Problem |
The response should consist of the records that follow, printed exactly.

Dataset records |
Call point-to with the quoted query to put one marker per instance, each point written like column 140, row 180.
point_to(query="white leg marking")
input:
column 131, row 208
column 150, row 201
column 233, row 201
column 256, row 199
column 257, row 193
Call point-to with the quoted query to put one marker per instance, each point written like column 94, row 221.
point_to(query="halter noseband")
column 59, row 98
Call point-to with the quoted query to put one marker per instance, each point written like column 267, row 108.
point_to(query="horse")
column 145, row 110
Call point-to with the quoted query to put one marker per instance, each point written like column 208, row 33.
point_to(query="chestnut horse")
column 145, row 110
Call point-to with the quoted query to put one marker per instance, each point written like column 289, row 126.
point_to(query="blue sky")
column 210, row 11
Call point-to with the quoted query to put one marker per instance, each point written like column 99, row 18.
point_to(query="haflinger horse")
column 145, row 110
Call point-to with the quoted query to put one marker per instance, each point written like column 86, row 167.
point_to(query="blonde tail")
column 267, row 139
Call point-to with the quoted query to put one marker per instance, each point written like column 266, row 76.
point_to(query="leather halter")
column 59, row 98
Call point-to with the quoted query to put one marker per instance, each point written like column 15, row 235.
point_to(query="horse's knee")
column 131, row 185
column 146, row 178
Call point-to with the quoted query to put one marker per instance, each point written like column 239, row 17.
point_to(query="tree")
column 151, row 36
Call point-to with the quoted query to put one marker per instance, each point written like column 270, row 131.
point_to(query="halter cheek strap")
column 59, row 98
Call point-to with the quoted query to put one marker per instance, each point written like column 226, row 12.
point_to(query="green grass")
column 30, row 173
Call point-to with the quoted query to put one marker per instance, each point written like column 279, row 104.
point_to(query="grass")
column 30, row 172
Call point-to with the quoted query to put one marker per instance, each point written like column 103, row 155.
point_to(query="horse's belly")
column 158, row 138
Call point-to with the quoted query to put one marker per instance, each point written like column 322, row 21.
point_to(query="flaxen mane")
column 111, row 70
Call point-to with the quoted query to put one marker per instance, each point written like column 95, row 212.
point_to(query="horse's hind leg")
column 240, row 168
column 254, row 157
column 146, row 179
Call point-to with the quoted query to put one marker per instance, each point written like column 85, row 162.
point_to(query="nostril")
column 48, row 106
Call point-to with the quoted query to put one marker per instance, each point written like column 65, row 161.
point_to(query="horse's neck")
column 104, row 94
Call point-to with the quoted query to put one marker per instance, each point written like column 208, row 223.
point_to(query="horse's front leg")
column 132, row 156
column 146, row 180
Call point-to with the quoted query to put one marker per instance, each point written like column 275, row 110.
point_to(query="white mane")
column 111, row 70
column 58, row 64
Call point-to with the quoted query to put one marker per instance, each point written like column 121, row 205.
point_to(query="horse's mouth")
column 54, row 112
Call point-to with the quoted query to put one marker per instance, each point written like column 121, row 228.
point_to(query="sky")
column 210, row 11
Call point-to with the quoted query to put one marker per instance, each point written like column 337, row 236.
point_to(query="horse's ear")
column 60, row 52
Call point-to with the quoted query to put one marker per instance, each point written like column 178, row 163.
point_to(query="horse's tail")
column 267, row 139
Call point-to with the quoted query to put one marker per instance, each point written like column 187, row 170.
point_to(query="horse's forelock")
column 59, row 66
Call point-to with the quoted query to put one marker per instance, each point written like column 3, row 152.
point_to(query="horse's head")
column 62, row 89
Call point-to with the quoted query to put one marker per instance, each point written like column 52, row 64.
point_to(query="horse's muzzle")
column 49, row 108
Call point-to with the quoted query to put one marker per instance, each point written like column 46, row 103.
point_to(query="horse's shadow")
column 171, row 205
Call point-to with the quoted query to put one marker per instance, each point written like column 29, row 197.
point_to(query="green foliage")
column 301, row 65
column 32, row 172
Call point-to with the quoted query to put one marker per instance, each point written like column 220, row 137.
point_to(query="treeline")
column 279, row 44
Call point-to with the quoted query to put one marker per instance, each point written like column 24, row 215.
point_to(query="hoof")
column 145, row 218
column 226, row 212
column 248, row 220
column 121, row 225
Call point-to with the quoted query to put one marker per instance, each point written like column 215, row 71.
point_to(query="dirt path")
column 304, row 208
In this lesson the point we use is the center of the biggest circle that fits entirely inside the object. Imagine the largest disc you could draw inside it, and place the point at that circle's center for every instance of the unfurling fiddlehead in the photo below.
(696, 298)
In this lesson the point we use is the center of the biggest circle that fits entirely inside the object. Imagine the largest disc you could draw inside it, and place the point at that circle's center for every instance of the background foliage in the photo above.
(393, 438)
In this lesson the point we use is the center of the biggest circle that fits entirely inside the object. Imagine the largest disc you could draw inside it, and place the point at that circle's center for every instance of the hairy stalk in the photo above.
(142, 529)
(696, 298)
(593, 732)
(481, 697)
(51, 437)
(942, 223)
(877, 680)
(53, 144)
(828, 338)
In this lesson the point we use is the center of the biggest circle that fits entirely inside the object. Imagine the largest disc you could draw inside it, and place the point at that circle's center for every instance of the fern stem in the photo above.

Task result |
Call point-to with the quoted query to put one marker per instance, each point written like column 140, row 180.
point_to(query="white leg marking")
input:
column 131, row 208
column 150, row 201
column 233, row 201
column 256, row 199
column 257, row 193
Call point-to with the quoted query to put one marker per instance, each point written like column 94, row 221.
point_to(query="halter noseband")
column 59, row 98
Call point-to with the quoted query to put one marker per instance, each point written like column 267, row 108.
point_to(query="horse")
column 145, row 110
Call point-to with the quoted query to put one marker per instance, each point written like column 208, row 33.
point_to(query="chestnut horse")
column 145, row 110
Call point-to with the quoted query to put one marker per instance, each point written like column 289, row 126.
point_to(query="blue sky")
column 210, row 11
Call point-to with the quoted query to put one marker per instance, each point written like column 99, row 18.
point_to(query="haflinger horse")
column 145, row 110
Call point-to with the quoted query to put one marker per instance, each point written like column 86, row 167.
point_to(query="blonde tail")
column 267, row 139
Call point-to with the quoted query to put one marker per instance, each point written like column 266, row 76.
point_to(query="leather halter")
column 59, row 98
Call point-to with the quoted query to put one marker per instance, each point written like column 15, row 235.
point_to(query="horse's knee")
column 131, row 185
column 146, row 178
Call point-to with the quoted query to put one marker per instance, each point written like column 239, row 17.
point_to(query="tree")
column 151, row 36
Call point-to with the quoted query to put one marker per instance, each point written like column 270, row 131.
point_to(query="halter cheek strap")
column 59, row 98
Call point-to with the quoted query to put one marker per instance, each point written like column 226, row 12.
point_to(query="green grass")
column 30, row 173
Call point-to with the quoted query to put one marker per instance, each point written like column 279, row 104.
point_to(query="grass")
column 30, row 172
Call point-to with the quoted query to put one marker per instance, each point written like column 103, row 155.
point_to(query="horse's belly")
column 158, row 138
Call point-to with the quoted query to put one marker per instance, each point written like column 322, row 21.
point_to(query="flaxen mane")
column 111, row 70
Call point-to with the quoted query to put one marker per instance, each point written like column 95, row 212.
point_to(query="horse's hind leg")
column 240, row 168
column 254, row 157
column 146, row 179
Call point-to with the quoted query to put one marker per instance, each point written like column 85, row 162.
point_to(query="nostril")
column 48, row 106
Call point-to with the quoted query to put one marker per instance, each point written like column 65, row 161.
point_to(query="horse's neck")
column 104, row 94
Call point-to with the quoted query to put one marker per instance, each point written like column 208, row 223.
point_to(query="horse's front leg")
column 132, row 156
column 146, row 180
Call point-to with the quoted query to put one marker per instance, each point written like column 275, row 110.
point_to(query="white mane")
column 111, row 70
column 58, row 64
Call point-to with the quoted query to put one marker per instance, each point written like column 121, row 205.
point_to(query="horse's mouth")
column 54, row 112
Call point-to with the quoted query to put one marker per instance, each point written like column 121, row 228.
point_to(query="sky")
column 210, row 11
Call point-to with the quoted query to put one marker per instance, each point written like column 337, row 236.
point_to(query="horse's ear")
column 60, row 52
Call point-to with the quoted query to put one marker per instance, each point written like column 178, row 163.
point_to(query="horse's tail")
column 267, row 139
Call point-to with the quoted query to put one marker per instance, each point written like column 187, row 170.
point_to(query="horse's forelock")
column 59, row 66
Call point-to with the quoted query to put one marker per instance, each point written like column 3, row 152.
point_to(query="horse's head")
column 62, row 89
Call point-to with the quoted query to put one marker per instance, each point written like column 52, row 64.
point_to(query="horse's muzzle")
column 49, row 108
Call point-to with the quoted query to put one marker per instance, each point written like column 46, row 103.
point_to(query="horse's shadow")
column 171, row 205
Call point-to with the quoted query to put one marker per instance, each point written like column 29, row 197.
point_to(query="green foliage")
column 301, row 65
column 32, row 172
Call point-to with the quoted query to put one marker per instance, each point written like column 220, row 137.
point_to(query="treeline")
column 279, row 44
Call point-to with the quoted query to put one marker per instance, each point written like column 24, row 215.
point_to(query="hoof")
column 145, row 218
column 226, row 212
column 248, row 220
column 121, row 225
Call point-to with the quoted query to put one marker per instance, each point written like column 215, row 71.
point_to(query="dirt path")
column 304, row 208
In this lesson the point we use is the center of the biggest circle that fits entirely inside the object. Imagine the largest disc you could draw inside it, and place the point at that circle's center for every instance of the unfurling fiddlehead in the photo below.
(696, 298)
In this lesson the point we use is the center of the biggest circle that fits entirely inside the object. Imagine the largest disc you could draw inside it, and place the point at that circle's center for every instance of the background foliage in the photo above.
(393, 438)
In this lesson the point we use is the center of the biggest circle that fits entirely inside the object. Imagine the largest disc you could draw inside it, and place the point at that circle's center for every instance of the hairy stalk in the photo above.
(142, 529)
(696, 298)
(593, 732)
(481, 697)
(51, 437)
(942, 223)
(877, 680)
(53, 144)
(828, 338)
In this lesson the point we use is the center of the biggest circle that fits entirely inside the object. Imagine the largest disc you could draw inside it, and place the point at that circle's center for every instance of the fern stem in the photo above.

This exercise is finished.